═════ TEXT
TITLE: 13,000 military personnel will provide security, ceremonial support for the next president's inauguration
The presidential election is still six weeks away, but military planners are already focused on welcoming in the next commander in chief next year.
“There is a lot of [inauguration] preparation going on now,” said Army Maj. Gen. Bradley Becker, commander of Joint Force Headquarters-National Capital Region.
“For any national special security event, whether it’s the papal visit, State of the Union address, the nuclear security summit, we stand up as a joint task force. So the same people we work with on those are some of the same people we’re working on with the security aspect of the 54th inauguration.”
Ceremonial and security planning for the country’s change of command ceremony has been underway since last spring, but officials involved in the work gathered this week outside the Capitol building for the “first nail” event, where congressional leaders recognized the start of construction for the inauguration stage.
Although the event is civilian led, it will involve more than 13,000 military personnel, including about 5,000 troops in ceremonial roles and more than 8,000 National Guard members providing security assistance to local and federal law enforcement groups.
“It’s a pretty big footprint,” Becker acknowledged.
On the security side, Becker said military officials are already prepping a host of specialists to provide extra assistance to the Secret Service, Capitol Police and U.S. Park Police.
══════════
═════ RECORD SET
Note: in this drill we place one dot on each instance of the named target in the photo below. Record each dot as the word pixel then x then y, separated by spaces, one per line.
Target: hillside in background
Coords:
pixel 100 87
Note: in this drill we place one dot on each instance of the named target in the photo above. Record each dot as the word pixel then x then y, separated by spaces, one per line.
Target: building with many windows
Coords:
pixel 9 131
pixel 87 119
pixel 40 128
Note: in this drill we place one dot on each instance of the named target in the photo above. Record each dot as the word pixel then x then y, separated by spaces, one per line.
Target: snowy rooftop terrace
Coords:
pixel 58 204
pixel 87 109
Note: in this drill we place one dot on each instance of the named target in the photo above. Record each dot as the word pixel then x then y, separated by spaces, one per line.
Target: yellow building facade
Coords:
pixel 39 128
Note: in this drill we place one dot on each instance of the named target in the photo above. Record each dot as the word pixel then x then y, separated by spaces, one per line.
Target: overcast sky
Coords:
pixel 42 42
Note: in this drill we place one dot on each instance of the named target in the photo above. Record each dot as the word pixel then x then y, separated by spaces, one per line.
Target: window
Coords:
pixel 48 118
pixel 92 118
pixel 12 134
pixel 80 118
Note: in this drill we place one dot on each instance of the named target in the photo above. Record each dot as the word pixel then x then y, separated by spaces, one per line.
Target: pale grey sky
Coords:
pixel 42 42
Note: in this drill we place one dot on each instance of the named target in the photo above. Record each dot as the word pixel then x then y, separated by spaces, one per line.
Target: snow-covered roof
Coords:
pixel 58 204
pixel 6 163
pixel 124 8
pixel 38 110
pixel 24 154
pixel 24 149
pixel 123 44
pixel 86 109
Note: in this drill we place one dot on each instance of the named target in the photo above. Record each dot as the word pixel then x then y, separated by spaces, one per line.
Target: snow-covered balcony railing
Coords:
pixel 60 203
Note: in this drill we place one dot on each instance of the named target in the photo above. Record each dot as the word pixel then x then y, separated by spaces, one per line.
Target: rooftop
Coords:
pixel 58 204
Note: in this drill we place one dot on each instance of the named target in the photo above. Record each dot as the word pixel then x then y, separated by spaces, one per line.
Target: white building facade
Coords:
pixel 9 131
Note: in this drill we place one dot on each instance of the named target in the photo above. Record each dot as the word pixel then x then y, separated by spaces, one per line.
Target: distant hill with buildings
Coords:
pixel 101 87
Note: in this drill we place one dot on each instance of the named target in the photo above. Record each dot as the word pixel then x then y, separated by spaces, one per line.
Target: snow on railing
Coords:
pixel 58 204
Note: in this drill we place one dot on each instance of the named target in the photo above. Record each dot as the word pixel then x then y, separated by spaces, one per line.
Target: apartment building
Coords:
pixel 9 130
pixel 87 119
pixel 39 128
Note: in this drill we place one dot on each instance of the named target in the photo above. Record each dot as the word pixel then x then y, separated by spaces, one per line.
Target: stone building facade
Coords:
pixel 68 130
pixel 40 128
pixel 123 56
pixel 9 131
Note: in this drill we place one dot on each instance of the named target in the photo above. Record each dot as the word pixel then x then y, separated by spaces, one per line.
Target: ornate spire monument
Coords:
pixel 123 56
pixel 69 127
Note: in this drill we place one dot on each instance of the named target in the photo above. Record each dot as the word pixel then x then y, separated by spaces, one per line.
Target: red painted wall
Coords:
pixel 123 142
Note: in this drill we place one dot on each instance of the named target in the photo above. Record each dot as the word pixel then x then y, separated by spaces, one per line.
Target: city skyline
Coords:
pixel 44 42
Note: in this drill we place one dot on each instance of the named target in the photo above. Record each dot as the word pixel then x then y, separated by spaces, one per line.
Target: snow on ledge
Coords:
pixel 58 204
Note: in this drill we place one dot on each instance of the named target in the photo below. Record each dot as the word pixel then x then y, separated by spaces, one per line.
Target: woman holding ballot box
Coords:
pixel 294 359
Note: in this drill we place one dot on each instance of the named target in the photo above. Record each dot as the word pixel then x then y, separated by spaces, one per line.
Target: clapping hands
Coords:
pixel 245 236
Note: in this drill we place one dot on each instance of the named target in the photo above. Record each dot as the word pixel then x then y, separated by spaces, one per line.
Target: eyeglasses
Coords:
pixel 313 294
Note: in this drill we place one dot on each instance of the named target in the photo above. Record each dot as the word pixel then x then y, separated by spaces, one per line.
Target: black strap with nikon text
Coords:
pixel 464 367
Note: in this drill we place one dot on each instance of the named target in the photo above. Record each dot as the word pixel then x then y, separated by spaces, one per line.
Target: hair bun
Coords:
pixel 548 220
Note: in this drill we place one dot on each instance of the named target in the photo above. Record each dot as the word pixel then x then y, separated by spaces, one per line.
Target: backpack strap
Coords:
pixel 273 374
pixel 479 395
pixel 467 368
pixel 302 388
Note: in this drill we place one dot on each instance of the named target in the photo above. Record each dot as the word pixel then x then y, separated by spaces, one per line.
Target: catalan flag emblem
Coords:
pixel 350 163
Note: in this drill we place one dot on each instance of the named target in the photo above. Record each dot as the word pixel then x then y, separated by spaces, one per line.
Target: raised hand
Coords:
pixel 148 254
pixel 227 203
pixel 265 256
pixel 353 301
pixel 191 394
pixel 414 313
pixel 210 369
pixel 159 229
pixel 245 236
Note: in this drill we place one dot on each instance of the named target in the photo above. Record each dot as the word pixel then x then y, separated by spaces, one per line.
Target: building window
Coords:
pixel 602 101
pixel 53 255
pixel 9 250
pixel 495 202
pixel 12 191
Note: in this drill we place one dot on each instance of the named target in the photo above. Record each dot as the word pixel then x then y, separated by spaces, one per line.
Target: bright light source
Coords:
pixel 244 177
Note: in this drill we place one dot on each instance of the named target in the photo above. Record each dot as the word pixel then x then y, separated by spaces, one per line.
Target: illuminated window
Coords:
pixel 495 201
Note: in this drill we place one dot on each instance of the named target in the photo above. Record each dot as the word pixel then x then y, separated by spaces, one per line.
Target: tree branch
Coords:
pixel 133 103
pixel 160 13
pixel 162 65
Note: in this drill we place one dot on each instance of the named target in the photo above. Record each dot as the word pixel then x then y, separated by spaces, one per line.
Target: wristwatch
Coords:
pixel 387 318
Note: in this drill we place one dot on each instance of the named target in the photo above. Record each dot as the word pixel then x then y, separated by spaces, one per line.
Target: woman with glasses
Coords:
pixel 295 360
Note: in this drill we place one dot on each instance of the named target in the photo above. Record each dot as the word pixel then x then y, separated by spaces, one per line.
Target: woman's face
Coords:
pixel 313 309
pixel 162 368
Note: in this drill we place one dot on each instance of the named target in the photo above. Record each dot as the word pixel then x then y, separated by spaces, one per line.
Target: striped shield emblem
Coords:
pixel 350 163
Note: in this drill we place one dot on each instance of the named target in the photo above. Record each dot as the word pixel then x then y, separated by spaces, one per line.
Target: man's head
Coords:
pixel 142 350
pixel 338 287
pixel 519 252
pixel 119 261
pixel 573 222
══════════
# TASK GOAL
Answer these questions from the inauguration article:
(a) What organization does Army Maj. Gen. Bradley Becker command?
(b) How many National Guard members will provide security assistance?
(c) Which three agencies will the military specialists assist?

# REPLY
(a) Joint Force Headquarters-National Capital Region
(b) More than 8,000
(c) The Secret Service, Capitol Police and U.S. Park Police